__WORK TO BE COMPLETED__. Write out the stretch of lines below that begins at the line with "Identify one point on each instance of the front grille" and ends at the line with "Identify one point on each instance of the rear wheel", including both, exactly as given and nothing more.

__DATA EXCERPTS__.
-------

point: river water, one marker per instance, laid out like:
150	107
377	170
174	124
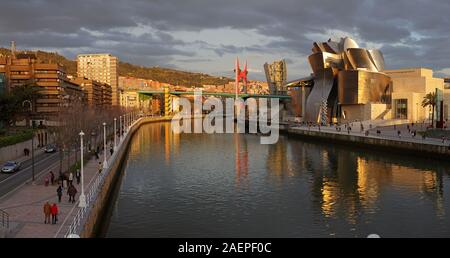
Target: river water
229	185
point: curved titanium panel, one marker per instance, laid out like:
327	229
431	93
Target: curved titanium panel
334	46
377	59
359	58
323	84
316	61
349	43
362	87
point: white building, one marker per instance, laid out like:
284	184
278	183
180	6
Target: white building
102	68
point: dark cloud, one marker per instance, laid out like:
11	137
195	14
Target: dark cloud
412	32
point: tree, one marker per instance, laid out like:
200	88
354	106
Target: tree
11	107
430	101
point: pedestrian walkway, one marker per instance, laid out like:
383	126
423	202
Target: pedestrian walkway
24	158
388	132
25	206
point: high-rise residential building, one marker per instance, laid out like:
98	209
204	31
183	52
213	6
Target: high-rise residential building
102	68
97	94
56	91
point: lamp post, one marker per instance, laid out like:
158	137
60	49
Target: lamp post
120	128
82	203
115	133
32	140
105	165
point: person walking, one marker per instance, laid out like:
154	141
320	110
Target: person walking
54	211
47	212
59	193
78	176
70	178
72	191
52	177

-------

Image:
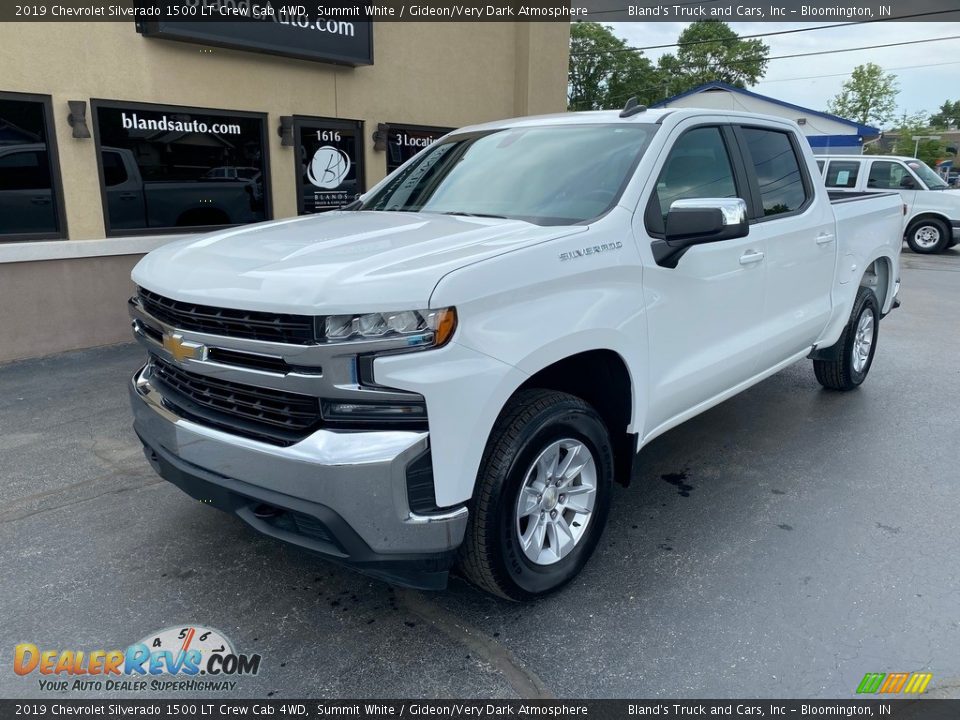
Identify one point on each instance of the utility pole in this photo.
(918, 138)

-------

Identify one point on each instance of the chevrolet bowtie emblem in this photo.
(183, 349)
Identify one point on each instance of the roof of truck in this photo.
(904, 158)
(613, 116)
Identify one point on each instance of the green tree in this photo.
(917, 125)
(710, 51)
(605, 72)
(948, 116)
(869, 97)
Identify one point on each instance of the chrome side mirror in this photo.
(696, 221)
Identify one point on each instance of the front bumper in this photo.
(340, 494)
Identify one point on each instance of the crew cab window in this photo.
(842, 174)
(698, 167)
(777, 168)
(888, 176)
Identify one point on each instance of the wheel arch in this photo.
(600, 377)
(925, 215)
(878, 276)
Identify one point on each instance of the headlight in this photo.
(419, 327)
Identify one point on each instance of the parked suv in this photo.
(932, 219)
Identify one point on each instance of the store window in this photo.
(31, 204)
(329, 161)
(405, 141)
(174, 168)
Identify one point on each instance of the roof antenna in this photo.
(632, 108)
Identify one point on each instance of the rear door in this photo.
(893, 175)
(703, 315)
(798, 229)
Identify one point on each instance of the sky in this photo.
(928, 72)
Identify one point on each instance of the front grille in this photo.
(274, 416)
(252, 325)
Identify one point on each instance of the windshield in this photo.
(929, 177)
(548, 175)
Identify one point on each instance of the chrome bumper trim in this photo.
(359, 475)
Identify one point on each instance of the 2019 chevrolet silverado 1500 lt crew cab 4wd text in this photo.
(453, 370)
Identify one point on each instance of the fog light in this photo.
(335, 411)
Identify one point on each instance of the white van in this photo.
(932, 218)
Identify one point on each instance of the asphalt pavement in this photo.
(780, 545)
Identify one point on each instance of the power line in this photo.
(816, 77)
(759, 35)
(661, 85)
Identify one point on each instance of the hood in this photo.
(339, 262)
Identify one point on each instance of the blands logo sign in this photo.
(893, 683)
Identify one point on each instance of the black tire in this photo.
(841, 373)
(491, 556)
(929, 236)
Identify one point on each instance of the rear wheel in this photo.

-------

__SOLUTION TO THE PROBLEM__.
Identify one point on each instance of the front grille in this photo.
(274, 416)
(252, 325)
Identify one point on each instance of the windshield in this photo.
(929, 177)
(548, 175)
Identify one point on each instance of the chrome bumper trim in this photo.
(359, 475)
Identify one point on each instance of the 2019 chevrolet silverado 1500 lt crew cab 4wd text in this photo.
(453, 370)
Identify one point on each instance of the fog light in this photo.
(335, 411)
Identify one point on each instance of the white van in this photo.
(932, 218)
Identify one point on each instance of the asphalt pavement in this photo.
(780, 545)
Identify one point on each instance of the power line in this photo.
(816, 77)
(759, 35)
(661, 85)
Identify one point on each instance of the hood in this photo.
(339, 262)
Identify one point on each instance of the blands logo sign in this photo.
(893, 683)
Identify one point on each instance of the black tire in this photo.
(841, 373)
(491, 556)
(929, 236)
Identify one point on each instance of the rear wheel in this photo.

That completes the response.